__Source text__
━━━━━━━━━━━━━━━━

The loblolly pine genome is big. Bloated with retrotransposons and other repetitive sequences, it is seven times larger than the human genome and easily big enough to overwhelm standard genome assembly methods.
This forced the loblolly pine genome sequencing team, led by David Neale at the University of California, Davis, to look for ways to reduce the enormous complexity of their task. The draft genome sequence, described in the latest issue of GENETICS and the journal Genome Biology, was pieced together from over 16 billion sequence reads. Spanning around 23 billion base pairs, it only just beats out the Norway spruce as the largest genome ever sequenced, but it is substantially more complete. For example, the N50 scaffold size of the current loblolly assembly is 66.9 Kbp, compared to 0.72 Kbp in the Norway spruce.
So how did they do it? One strategy was to generate most of the sequence from part of a single pine nut. This tiny source material was the mega-gametophyte, which is the haploid tissue that provides nutrients to the developing diploid embryo. Despite the limited amount of DNA that can be extracted from this source, the reduced complexity of a haploid genome makes it easier to assemble. To link up all the sequence fragments from the haploid genome, the team also created DNA libraries from diploid needles of the parent genotype.

━━━━━━━━━━━━━━━━

__Supplied records__
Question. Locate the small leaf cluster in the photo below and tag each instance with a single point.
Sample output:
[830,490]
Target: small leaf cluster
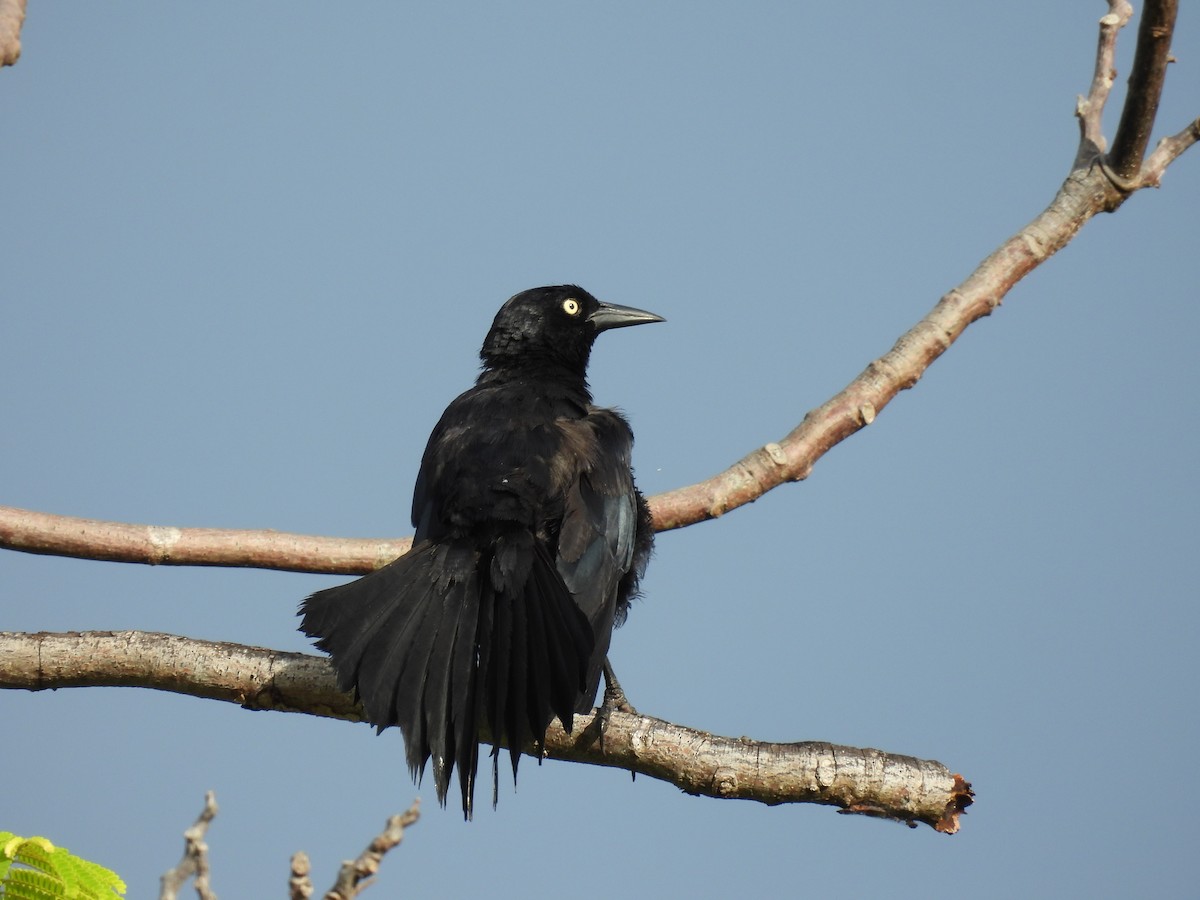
[34,869]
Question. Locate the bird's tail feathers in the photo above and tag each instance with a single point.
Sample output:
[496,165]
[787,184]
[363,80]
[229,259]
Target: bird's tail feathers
[447,639]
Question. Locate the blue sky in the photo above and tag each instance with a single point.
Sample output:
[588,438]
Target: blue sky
[250,257]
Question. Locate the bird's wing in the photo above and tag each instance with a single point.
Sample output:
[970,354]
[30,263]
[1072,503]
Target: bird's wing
[599,537]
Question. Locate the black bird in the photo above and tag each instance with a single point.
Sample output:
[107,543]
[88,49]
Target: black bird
[531,539]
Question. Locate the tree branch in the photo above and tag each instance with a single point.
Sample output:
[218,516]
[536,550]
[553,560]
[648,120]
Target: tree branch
[357,875]
[1092,186]
[196,857]
[1145,87]
[856,780]
[12,17]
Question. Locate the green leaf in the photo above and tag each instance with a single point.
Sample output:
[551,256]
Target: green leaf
[34,869]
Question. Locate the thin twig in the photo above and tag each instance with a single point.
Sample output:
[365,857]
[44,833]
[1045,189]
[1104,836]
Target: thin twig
[196,857]
[358,874]
[12,17]
[1145,87]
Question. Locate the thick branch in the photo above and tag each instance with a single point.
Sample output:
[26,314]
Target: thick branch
[1145,87]
[856,780]
[157,545]
[1092,186]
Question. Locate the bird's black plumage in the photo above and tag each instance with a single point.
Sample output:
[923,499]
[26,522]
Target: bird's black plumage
[531,539]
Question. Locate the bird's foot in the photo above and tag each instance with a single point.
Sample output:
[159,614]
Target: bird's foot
[615,700]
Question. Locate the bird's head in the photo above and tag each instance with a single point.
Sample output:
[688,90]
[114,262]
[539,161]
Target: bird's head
[553,328]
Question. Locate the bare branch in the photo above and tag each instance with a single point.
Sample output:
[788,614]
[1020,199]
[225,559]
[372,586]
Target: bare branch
[1145,87]
[300,885]
[12,17]
[196,857]
[855,780]
[1092,186]
[163,545]
[359,874]
[1091,111]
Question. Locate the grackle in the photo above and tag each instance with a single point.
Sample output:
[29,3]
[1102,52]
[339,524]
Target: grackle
[531,539]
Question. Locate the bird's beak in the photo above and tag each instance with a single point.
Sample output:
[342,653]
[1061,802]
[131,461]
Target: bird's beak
[612,316]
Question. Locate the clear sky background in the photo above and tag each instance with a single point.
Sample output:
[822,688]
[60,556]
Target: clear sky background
[247,256]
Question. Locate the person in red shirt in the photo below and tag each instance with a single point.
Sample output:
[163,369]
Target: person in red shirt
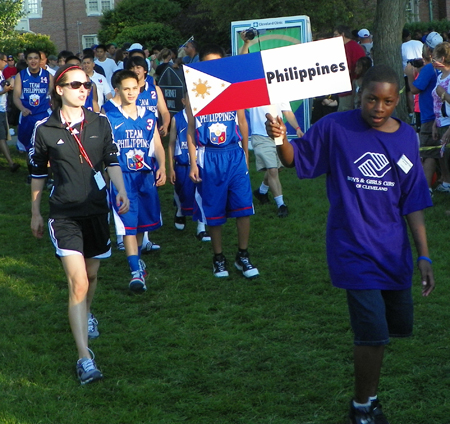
[353,51]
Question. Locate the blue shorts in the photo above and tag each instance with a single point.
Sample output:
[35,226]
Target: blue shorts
[376,315]
[145,211]
[25,130]
[225,190]
[185,189]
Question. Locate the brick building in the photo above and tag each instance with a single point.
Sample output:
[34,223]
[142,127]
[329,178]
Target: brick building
[71,24]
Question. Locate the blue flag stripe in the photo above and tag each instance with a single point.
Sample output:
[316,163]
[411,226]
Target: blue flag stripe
[234,69]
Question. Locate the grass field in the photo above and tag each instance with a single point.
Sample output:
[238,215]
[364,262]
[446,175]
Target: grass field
[197,349]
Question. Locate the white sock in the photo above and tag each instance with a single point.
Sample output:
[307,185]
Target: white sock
[200,227]
[279,200]
[263,189]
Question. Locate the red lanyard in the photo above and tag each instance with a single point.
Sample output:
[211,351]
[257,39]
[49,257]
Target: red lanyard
[80,146]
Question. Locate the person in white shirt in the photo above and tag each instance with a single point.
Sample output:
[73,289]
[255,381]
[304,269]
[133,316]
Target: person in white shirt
[103,87]
[108,65]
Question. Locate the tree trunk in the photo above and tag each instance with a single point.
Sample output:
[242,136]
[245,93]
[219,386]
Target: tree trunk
[389,22]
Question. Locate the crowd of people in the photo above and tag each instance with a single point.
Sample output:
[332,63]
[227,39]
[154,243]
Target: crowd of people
[92,124]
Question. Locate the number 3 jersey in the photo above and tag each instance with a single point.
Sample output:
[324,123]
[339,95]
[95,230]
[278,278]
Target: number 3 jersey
[134,139]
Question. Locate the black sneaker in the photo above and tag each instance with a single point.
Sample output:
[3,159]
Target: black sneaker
[263,198]
[361,416]
[380,418]
[220,266]
[283,211]
[243,264]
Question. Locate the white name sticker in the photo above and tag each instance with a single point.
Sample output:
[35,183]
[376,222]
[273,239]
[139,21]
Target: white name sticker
[405,164]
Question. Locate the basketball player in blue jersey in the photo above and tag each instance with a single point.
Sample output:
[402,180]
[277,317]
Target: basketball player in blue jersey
[31,95]
[150,95]
[221,173]
[138,144]
[184,188]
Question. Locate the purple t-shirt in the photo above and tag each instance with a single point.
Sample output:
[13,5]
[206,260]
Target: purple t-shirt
[373,179]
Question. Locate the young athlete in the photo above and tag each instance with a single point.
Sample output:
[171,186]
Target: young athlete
[184,188]
[220,170]
[138,144]
[79,145]
[31,95]
[374,182]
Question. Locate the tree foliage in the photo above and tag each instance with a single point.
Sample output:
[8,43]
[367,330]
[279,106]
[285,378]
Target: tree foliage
[149,35]
[20,42]
[129,14]
[10,13]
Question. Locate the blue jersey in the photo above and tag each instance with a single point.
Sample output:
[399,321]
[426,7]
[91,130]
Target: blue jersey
[181,154]
[109,106]
[148,96]
[35,88]
[217,129]
[134,139]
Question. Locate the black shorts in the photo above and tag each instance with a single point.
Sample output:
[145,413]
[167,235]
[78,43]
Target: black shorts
[87,236]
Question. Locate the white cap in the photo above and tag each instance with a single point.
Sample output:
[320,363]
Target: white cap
[363,33]
[135,46]
[433,39]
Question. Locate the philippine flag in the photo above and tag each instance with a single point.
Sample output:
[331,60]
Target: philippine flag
[273,76]
[223,84]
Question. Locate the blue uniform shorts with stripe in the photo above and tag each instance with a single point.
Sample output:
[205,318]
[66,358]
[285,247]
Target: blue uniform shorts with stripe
[225,190]
[184,189]
[145,211]
[376,315]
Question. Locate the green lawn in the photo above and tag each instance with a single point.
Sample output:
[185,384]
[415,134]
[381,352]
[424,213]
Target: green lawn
[198,349]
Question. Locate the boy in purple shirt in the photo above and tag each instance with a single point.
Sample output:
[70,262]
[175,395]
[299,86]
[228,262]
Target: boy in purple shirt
[374,180]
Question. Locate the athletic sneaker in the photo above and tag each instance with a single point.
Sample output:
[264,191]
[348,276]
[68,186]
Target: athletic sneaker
[150,247]
[220,267]
[380,418]
[179,222]
[443,188]
[142,267]
[137,283]
[243,264]
[203,236]
[263,198]
[361,416]
[87,370]
[92,327]
[283,211]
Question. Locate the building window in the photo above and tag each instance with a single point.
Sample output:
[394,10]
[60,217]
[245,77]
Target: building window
[32,8]
[89,40]
[97,7]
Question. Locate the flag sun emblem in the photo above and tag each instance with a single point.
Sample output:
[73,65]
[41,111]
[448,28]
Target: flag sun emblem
[201,88]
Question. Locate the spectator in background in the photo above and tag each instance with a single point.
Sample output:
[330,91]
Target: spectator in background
[191,49]
[53,62]
[365,41]
[11,69]
[62,56]
[353,51]
[108,65]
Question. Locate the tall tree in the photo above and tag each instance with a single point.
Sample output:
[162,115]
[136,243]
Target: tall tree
[390,19]
[10,13]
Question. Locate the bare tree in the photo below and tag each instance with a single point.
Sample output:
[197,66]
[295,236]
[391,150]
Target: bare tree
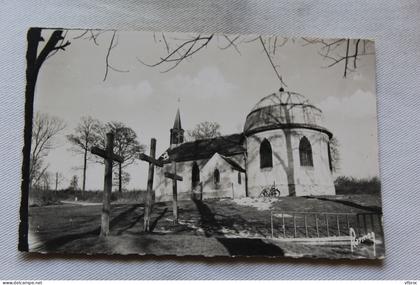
[125,179]
[205,130]
[347,52]
[34,60]
[126,145]
[74,183]
[45,129]
[334,152]
[59,179]
[85,136]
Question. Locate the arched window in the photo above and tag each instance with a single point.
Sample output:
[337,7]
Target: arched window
[195,175]
[266,154]
[305,152]
[216,176]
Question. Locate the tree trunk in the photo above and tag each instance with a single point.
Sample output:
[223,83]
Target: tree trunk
[33,38]
[84,169]
[56,181]
[34,62]
[119,177]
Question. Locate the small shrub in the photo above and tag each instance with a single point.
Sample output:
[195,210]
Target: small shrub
[349,185]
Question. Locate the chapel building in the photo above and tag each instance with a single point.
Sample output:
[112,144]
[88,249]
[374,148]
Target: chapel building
[283,144]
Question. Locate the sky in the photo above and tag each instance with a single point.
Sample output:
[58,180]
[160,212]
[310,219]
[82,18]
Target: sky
[217,84]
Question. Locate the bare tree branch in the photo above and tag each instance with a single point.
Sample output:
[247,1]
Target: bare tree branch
[271,62]
[108,66]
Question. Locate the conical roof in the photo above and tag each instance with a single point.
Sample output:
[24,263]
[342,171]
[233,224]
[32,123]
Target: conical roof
[177,122]
[283,109]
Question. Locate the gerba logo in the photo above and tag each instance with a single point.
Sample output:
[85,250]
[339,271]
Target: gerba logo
[356,241]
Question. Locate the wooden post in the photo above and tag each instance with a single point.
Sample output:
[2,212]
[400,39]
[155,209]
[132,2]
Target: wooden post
[348,223]
[338,225]
[326,223]
[149,193]
[284,226]
[106,207]
[174,177]
[272,226]
[148,204]
[372,223]
[380,225]
[174,195]
[364,223]
[109,157]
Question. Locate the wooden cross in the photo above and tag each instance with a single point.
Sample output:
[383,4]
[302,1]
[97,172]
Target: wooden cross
[175,178]
[149,194]
[108,155]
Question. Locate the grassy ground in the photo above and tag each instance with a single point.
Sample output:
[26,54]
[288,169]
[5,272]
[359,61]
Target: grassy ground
[39,198]
[212,227]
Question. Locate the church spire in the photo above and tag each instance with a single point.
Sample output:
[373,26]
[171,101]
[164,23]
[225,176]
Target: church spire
[177,122]
[177,133]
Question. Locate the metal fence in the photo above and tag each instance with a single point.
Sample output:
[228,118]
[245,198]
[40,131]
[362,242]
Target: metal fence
[322,224]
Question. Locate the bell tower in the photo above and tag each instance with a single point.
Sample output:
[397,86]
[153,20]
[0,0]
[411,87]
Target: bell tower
[177,133]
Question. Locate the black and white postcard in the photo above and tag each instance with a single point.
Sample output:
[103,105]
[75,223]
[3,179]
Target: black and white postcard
[200,144]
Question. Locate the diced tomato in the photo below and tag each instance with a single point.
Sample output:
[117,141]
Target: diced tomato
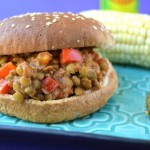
[49,84]
[70,56]
[4,71]
[4,87]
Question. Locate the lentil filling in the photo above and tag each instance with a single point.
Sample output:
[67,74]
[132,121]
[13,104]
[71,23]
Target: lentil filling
[51,75]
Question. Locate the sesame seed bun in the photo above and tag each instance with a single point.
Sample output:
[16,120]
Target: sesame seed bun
[44,31]
[64,109]
[41,32]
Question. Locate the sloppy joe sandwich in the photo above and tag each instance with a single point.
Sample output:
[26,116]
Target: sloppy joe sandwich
[48,70]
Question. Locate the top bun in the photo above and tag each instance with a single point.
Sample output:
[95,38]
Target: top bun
[44,31]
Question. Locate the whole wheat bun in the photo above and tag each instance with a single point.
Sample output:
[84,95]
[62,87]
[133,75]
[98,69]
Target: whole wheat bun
[43,31]
[64,109]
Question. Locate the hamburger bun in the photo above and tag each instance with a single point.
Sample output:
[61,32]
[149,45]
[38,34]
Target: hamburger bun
[45,32]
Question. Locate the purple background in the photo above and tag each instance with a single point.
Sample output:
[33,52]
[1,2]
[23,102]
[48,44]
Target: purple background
[9,8]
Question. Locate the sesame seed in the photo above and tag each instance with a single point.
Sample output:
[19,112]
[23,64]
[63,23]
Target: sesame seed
[66,16]
[48,23]
[57,17]
[28,26]
[47,18]
[47,15]
[102,29]
[82,18]
[33,18]
[32,15]
[95,27]
[12,25]
[77,16]
[54,20]
[1,24]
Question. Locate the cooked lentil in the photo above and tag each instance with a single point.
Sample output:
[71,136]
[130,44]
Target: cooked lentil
[72,79]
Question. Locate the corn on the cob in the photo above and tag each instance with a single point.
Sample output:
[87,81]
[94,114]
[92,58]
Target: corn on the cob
[132,35]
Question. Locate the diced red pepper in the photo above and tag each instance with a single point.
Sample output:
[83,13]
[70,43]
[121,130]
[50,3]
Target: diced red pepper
[49,84]
[70,56]
[4,87]
[4,71]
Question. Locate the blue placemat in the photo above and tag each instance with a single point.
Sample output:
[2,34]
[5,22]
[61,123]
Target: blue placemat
[123,116]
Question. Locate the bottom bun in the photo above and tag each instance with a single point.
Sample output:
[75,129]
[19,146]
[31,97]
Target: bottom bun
[61,110]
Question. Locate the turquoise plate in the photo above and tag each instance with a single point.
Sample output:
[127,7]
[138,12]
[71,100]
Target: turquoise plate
[123,116]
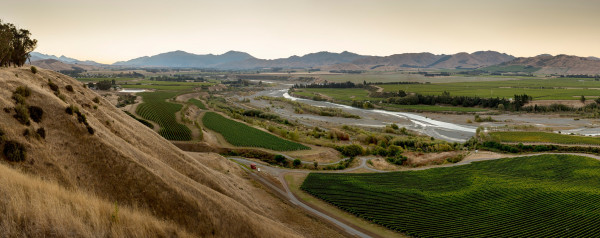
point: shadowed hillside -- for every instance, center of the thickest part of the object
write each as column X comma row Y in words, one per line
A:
column 118, row 160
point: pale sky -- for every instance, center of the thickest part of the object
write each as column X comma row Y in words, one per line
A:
column 113, row 30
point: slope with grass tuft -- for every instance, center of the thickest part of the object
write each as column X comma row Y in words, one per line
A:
column 123, row 162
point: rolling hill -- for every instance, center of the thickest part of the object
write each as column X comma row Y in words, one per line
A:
column 185, row 59
column 560, row 64
column 118, row 178
column 429, row 60
column 57, row 65
column 35, row 56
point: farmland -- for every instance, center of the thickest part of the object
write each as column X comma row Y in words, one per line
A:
column 543, row 137
column 540, row 196
column 155, row 108
column 240, row 134
column 432, row 108
column 197, row 103
column 165, row 85
column 538, row 88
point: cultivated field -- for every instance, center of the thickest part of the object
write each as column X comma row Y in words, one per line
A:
column 543, row 137
column 155, row 108
column 540, row 196
column 240, row 134
column 539, row 89
column 198, row 103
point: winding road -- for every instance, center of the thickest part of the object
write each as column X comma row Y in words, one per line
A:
column 279, row 173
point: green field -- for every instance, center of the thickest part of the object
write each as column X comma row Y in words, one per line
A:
column 86, row 80
column 539, row 89
column 165, row 85
column 198, row 103
column 240, row 134
column 431, row 108
column 491, row 86
column 541, row 196
column 343, row 94
column 543, row 137
column 156, row 109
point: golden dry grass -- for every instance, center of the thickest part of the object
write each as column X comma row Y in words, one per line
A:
column 128, row 163
column 31, row 207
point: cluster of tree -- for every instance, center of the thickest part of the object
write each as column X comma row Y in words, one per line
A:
column 102, row 85
column 178, row 78
column 347, row 71
column 583, row 76
column 76, row 71
column 347, row 84
column 262, row 77
column 519, row 148
column 15, row 45
column 465, row 101
column 391, row 83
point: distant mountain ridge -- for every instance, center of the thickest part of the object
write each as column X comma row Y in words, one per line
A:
column 184, row 59
column 241, row 60
column 36, row 56
column 560, row 64
column 236, row 60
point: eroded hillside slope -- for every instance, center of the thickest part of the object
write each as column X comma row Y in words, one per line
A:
column 126, row 162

━━━━━━━━━━━━━━━━

__Required action A__
List every organism whose genome the loblolly pine genome text mentions.
__Required action B__
Carry the loblolly pine genome text forward from its last sentence.

__Result A__
Loblolly pine, human, Norway spruce

__Result B__
But this still left the assembly team, led by Steven Salzberg at Johns Hopkins University and James Yorke at the University of Maryland, with more data than their computational methods could handle.
The solution was a method of pre-processing the data into “super reads”, or larger chunks of contiguous haploid sequence that condensed many individual reads. In essence, they were dealing with the unambiguous parts of the problem first, and getting rid a huge amount of overlapping and redundant data in the process.